**Request:**
In this exercise, copy exactly the lines from the one that contains "the woman's eye" through the end of the entries below; pictures are not copied.

☆ ☆ ☆ ☆ ☆

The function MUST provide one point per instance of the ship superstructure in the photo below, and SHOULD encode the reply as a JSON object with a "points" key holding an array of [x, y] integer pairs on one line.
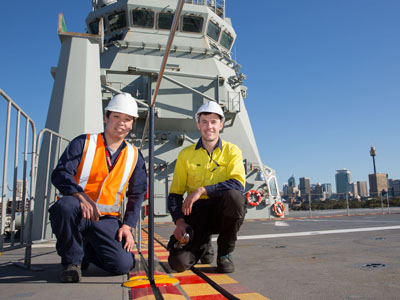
{"points": [[123, 51]]}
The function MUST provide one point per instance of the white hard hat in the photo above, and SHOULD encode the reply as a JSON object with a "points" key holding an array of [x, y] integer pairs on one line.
{"points": [[123, 103], [210, 107]]}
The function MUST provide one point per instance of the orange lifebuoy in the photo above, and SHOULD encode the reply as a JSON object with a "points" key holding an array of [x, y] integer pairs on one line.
{"points": [[257, 194], [279, 209]]}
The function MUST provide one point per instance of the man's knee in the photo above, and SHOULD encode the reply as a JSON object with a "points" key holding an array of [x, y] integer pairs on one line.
{"points": [[120, 265], [235, 204], [181, 261], [66, 206]]}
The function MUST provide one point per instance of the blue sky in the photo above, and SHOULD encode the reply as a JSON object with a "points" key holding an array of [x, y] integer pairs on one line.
{"points": [[323, 77]]}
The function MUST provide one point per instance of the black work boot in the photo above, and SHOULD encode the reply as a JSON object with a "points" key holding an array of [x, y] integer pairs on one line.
{"points": [[208, 255], [71, 274], [225, 264]]}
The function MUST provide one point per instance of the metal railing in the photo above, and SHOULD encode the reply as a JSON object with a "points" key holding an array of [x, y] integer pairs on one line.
{"points": [[17, 202], [55, 144]]}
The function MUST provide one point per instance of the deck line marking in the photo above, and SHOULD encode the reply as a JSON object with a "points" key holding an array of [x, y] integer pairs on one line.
{"points": [[305, 233]]}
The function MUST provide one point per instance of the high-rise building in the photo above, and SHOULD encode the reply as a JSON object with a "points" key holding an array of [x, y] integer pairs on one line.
{"points": [[377, 183], [343, 178], [362, 188], [327, 189], [305, 188], [292, 181], [317, 192], [394, 187], [352, 188]]}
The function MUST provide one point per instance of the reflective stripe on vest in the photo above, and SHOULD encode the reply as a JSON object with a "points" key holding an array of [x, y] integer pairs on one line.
{"points": [[104, 187]]}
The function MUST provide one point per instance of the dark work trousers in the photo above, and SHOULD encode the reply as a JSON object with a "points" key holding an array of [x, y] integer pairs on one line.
{"points": [[96, 241], [222, 216]]}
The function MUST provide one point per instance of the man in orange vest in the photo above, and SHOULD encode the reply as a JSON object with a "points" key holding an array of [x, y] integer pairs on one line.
{"points": [[93, 174]]}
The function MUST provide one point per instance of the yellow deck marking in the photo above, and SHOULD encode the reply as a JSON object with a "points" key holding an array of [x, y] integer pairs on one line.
{"points": [[199, 289]]}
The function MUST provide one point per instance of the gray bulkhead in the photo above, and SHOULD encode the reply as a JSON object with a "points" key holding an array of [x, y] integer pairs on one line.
{"points": [[133, 57]]}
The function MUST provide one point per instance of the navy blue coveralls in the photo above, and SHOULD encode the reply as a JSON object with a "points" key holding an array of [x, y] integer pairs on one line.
{"points": [[81, 239]]}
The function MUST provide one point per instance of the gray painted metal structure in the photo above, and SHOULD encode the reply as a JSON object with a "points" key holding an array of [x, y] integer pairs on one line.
{"points": [[123, 52]]}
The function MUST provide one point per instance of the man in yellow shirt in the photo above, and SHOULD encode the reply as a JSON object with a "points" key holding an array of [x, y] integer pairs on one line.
{"points": [[212, 175]]}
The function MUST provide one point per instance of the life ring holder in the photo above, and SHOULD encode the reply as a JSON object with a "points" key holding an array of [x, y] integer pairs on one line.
{"points": [[279, 209], [249, 195]]}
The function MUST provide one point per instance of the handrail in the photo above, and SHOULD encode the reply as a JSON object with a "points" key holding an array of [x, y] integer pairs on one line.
{"points": [[49, 152], [25, 239]]}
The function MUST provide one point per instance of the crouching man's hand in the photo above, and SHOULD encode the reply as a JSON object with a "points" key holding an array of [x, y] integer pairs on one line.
{"points": [[125, 232]]}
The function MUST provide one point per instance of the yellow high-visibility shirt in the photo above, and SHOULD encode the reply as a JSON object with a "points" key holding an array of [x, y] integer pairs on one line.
{"points": [[195, 168]]}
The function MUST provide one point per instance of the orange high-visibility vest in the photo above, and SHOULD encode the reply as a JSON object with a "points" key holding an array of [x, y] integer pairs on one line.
{"points": [[102, 186]]}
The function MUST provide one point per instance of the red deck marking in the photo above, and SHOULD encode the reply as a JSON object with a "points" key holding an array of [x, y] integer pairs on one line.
{"points": [[190, 279], [209, 297]]}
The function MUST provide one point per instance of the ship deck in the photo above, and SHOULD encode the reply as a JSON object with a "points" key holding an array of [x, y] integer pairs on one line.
{"points": [[327, 256]]}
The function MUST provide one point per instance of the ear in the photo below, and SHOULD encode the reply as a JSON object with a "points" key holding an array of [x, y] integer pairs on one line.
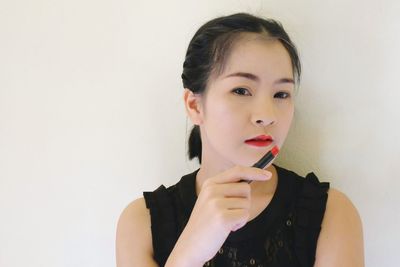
{"points": [[193, 106]]}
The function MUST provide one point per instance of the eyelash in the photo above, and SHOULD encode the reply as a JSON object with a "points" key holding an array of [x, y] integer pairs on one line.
{"points": [[287, 94]]}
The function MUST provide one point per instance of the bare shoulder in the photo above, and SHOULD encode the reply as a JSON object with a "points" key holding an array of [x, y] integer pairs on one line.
{"points": [[134, 241], [340, 241]]}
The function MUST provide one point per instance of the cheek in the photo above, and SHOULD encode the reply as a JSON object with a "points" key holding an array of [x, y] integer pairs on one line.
{"points": [[225, 117]]}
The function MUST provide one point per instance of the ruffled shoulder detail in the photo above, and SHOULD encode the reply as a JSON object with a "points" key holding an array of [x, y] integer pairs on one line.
{"points": [[163, 223], [309, 211]]}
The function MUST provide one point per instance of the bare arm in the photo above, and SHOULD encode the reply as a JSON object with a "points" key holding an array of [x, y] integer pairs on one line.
{"points": [[134, 241], [340, 241]]}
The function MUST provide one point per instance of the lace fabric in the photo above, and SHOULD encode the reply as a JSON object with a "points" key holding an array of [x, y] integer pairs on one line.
{"points": [[284, 234]]}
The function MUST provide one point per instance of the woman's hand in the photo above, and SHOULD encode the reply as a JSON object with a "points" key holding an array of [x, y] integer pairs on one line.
{"points": [[222, 206]]}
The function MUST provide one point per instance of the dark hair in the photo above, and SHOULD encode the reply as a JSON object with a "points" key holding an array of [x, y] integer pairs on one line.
{"points": [[211, 46]]}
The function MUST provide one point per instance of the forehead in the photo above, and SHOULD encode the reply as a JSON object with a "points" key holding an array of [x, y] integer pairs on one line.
{"points": [[258, 54]]}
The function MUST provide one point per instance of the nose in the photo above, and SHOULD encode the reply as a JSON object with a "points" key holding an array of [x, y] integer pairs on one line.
{"points": [[264, 114]]}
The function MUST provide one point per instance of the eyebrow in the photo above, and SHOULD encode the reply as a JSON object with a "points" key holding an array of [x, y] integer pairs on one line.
{"points": [[255, 78]]}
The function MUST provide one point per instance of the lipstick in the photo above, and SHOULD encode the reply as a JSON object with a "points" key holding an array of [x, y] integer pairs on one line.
{"points": [[267, 158]]}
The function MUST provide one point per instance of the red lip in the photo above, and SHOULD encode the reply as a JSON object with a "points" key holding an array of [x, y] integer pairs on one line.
{"points": [[259, 142], [261, 137]]}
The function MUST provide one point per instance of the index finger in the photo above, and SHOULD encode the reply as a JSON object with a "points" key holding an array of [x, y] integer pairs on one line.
{"points": [[239, 173]]}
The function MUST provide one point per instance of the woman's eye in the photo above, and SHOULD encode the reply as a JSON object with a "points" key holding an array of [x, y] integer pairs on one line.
{"points": [[282, 95], [241, 91]]}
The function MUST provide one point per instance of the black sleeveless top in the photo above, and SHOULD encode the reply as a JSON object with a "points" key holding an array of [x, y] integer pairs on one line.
{"points": [[284, 234]]}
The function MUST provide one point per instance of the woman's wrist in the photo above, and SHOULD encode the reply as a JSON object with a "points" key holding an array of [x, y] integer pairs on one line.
{"points": [[181, 258]]}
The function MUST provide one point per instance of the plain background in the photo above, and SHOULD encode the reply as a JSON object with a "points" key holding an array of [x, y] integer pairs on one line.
{"points": [[91, 115]]}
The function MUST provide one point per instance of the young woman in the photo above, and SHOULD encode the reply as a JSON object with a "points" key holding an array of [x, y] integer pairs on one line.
{"points": [[239, 75]]}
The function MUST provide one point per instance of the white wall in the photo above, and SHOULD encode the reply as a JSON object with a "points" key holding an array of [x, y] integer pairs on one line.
{"points": [[91, 115]]}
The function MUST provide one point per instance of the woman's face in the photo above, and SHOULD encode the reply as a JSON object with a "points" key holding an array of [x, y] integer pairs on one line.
{"points": [[252, 96]]}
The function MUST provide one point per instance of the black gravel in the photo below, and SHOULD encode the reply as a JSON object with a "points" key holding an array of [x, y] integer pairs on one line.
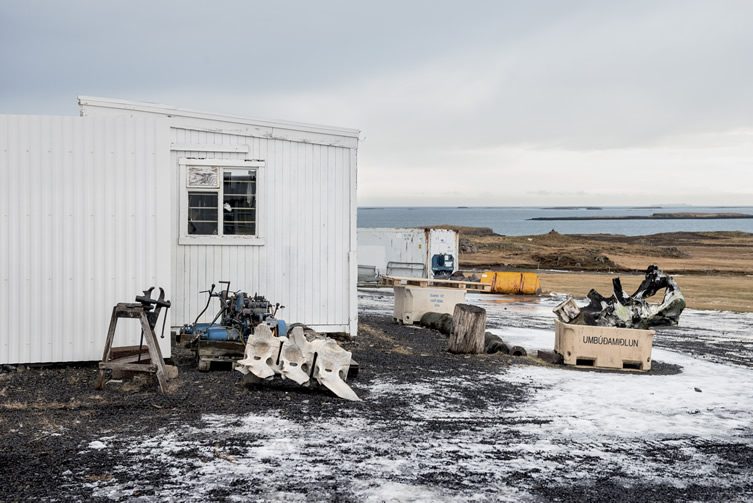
{"points": [[50, 415]]}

☆ ☆ ☆ ☆ ☆

**Output below:**
The function MUST provide one point per instance of the woman's eye in the photo above, and SHOULD encode the reply as a JSON object with a "points" key holding an array of [x, y] integer pairs on one line.
{"points": [[282, 95], [241, 91]]}
The function MUST provide one point per instance of the black sleeveless top in the photo above, and SHOULD encode the reply as a JSON object with a "points" key holding an array of [x, y] integer pairs on one line.
{"points": [[284, 234]]}
The function MUST provide one point per instance of the woman's wrist in the photo above, and SHOULD encode the reply as a JSON object with a "points" key holding an array of [x, y] integer pairs on one line.
{"points": [[181, 258]]}
The function MUST provide one point per instance of the plain background in the photo above, and SHOULD encode the reply as a JSON object with a "points" key holding an array of [x, y] integer pairs on one line.
{"points": [[91, 115]]}
The function MUST provide one point per instance of the young woman in the photo above, and SHOULD encode the reply as a JSON object with a "points" key holding an array of [x, y] integer pairs on one line.
{"points": [[239, 75]]}
The function MUST provide one point per instance of the white wall in the photo above, and SHOULD encode the reply as a JSON object with a "points" key holding an array of [x, y] integer pairs on one line.
{"points": [[91, 115]]}
The function MUST provide one point per instance of the woman's face in the photo above, and SHOULD encode the reply as a JSON object with a "points" key holding an array of [x, y] integer pairs on one line.
{"points": [[252, 96]]}
The function MUST provide one point per instance of the black gravel in the photo below, and SHOULD encode the reply as a JSON object with a "points" key holding an array of [x, y] integer pairs on one line.
{"points": [[50, 415]]}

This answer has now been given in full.